• Task description:
Print, without alteration, the lines that extend from the one holding "Where can you find the metal" to the final line of the listing below.

• Given data:
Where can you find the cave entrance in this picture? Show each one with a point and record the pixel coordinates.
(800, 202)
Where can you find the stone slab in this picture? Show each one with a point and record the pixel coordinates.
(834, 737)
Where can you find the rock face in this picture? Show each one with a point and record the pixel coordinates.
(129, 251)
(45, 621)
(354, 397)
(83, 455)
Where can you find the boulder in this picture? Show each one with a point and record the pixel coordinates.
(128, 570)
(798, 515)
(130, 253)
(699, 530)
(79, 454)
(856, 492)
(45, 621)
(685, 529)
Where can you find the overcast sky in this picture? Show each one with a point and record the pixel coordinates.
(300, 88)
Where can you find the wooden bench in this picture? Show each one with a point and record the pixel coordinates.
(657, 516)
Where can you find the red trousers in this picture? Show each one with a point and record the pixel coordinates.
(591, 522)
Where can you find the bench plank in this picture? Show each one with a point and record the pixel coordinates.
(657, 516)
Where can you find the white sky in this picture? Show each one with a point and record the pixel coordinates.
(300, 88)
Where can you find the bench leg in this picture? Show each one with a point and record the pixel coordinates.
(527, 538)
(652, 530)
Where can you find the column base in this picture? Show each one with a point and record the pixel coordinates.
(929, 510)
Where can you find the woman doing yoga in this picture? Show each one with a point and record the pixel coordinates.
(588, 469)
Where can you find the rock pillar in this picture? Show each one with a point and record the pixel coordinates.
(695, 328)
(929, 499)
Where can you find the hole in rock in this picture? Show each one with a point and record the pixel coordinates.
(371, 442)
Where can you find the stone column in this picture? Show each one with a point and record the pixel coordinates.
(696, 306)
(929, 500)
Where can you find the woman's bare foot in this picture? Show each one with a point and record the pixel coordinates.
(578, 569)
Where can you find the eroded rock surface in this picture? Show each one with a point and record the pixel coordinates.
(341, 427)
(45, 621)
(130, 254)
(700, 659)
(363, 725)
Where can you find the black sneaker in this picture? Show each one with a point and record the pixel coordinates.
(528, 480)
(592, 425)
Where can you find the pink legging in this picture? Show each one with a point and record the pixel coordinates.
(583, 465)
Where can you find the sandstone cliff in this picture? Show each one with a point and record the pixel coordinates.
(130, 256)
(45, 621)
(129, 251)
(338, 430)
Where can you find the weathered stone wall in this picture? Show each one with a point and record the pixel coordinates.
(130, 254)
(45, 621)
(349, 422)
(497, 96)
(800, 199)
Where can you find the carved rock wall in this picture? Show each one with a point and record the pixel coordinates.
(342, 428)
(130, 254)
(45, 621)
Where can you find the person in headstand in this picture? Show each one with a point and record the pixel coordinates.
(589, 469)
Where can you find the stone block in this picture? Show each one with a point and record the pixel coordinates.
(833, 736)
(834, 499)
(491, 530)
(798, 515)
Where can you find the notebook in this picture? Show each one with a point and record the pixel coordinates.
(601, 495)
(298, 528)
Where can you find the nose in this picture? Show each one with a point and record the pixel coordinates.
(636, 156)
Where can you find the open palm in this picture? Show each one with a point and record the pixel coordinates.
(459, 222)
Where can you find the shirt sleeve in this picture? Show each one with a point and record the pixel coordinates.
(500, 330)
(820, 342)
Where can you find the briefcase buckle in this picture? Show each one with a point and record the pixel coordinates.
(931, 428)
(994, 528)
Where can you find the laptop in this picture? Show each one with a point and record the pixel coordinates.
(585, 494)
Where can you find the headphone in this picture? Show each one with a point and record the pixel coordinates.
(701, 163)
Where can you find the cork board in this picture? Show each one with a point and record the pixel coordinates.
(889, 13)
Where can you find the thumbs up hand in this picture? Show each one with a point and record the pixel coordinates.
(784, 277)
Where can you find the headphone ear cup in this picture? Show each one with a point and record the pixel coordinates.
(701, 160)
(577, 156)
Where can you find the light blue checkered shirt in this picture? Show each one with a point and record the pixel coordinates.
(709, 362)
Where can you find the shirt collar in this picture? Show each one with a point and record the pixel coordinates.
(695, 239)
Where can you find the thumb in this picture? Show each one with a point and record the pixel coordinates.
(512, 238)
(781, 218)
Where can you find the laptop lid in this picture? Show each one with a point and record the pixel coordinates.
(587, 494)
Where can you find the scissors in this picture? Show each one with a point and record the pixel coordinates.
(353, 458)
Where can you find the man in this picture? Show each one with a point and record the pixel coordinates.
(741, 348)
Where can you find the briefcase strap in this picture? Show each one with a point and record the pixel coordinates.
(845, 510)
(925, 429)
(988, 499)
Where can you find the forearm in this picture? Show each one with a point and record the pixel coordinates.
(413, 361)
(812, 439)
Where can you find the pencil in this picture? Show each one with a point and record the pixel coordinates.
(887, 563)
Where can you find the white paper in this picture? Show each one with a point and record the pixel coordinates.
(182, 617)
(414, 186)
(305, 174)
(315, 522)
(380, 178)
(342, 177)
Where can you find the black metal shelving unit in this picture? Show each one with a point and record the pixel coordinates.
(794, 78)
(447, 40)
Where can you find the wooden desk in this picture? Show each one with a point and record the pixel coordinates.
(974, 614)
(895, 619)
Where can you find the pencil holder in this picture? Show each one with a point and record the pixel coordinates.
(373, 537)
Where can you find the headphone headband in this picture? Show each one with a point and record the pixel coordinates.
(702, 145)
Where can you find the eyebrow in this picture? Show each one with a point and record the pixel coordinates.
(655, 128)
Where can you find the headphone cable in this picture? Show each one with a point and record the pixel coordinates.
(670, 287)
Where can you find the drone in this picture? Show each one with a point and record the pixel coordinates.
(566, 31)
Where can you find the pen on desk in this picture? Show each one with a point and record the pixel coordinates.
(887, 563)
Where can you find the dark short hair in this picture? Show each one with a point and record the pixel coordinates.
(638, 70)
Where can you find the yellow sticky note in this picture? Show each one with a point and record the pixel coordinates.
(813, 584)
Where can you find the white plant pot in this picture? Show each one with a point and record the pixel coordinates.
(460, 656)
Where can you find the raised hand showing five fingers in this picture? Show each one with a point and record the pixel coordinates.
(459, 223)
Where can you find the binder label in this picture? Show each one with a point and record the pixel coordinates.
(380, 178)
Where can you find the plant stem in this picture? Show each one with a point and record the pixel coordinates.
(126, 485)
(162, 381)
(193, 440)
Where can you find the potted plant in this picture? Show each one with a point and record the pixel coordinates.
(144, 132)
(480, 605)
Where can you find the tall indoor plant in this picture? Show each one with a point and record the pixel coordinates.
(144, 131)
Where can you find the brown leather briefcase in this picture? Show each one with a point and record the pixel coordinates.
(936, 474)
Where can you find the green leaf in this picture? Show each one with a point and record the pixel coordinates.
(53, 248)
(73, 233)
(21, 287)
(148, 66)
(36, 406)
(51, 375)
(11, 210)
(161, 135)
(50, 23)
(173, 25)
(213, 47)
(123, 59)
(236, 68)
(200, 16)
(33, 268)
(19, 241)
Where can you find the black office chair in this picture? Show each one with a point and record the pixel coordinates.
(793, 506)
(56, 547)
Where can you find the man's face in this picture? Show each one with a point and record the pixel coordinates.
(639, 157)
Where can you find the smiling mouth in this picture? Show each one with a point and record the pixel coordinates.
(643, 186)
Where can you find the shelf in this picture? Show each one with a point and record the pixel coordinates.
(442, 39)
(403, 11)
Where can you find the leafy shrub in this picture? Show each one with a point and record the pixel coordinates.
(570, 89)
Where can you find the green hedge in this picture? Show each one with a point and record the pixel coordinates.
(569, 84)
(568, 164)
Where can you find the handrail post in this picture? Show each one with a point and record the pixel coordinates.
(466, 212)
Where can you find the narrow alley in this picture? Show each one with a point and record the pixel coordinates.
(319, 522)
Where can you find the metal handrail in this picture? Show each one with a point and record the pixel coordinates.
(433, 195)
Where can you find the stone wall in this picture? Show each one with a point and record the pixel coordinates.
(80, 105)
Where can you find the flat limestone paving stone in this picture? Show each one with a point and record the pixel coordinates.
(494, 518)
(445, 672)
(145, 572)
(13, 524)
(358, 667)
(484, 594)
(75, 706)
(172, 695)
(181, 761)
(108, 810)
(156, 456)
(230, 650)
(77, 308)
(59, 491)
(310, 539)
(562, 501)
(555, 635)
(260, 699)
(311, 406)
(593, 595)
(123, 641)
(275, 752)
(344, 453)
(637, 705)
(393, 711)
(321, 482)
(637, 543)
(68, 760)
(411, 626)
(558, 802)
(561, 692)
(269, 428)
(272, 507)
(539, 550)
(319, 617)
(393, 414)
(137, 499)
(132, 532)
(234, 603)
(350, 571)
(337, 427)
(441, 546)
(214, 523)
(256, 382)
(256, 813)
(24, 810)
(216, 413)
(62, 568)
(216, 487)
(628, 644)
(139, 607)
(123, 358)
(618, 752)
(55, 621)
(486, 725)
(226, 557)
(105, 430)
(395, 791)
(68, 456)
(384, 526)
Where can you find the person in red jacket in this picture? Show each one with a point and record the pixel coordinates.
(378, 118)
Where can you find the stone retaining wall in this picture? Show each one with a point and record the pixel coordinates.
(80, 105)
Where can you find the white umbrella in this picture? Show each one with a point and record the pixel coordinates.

• Exercise result:
Where can you find the metal handrail in this picture? Show each one with a point and record the pixel coordinates.
(433, 195)
Where can you find the stone wall in this picture? Show each one with a point and record the pixel coordinates.
(80, 105)
Where can you find the flat limestone paving stone in this picture? Show each one with a point and record the pixel coordinates.
(494, 518)
(445, 672)
(145, 572)
(13, 524)
(358, 667)
(484, 594)
(75, 706)
(172, 695)
(181, 761)
(108, 810)
(156, 456)
(230, 650)
(77, 308)
(59, 491)
(310, 539)
(562, 501)
(555, 635)
(260, 699)
(311, 406)
(593, 595)
(123, 641)
(275, 752)
(344, 453)
(637, 705)
(393, 711)
(321, 482)
(637, 543)
(68, 760)
(411, 626)
(558, 802)
(561, 692)
(269, 428)
(272, 507)
(539, 550)
(319, 617)
(393, 414)
(137, 499)
(132, 532)
(234, 603)
(350, 571)
(337, 427)
(441, 546)
(214, 523)
(256, 382)
(256, 813)
(24, 810)
(216, 413)
(62, 568)
(216, 487)
(628, 644)
(139, 607)
(123, 358)
(618, 752)
(55, 621)
(486, 725)
(226, 557)
(105, 430)
(395, 791)
(68, 456)
(384, 526)
Where can you find the person in red jacket in this picture? Show each one with a point and record the pixel coordinates.
(378, 118)
Where can you find the stone retaining wall in this picture? Show each one with a point and record the pixel coordinates.
(80, 105)
Where can you find the white umbrella in this picture? Show each one with a point and record the pixel coordinates.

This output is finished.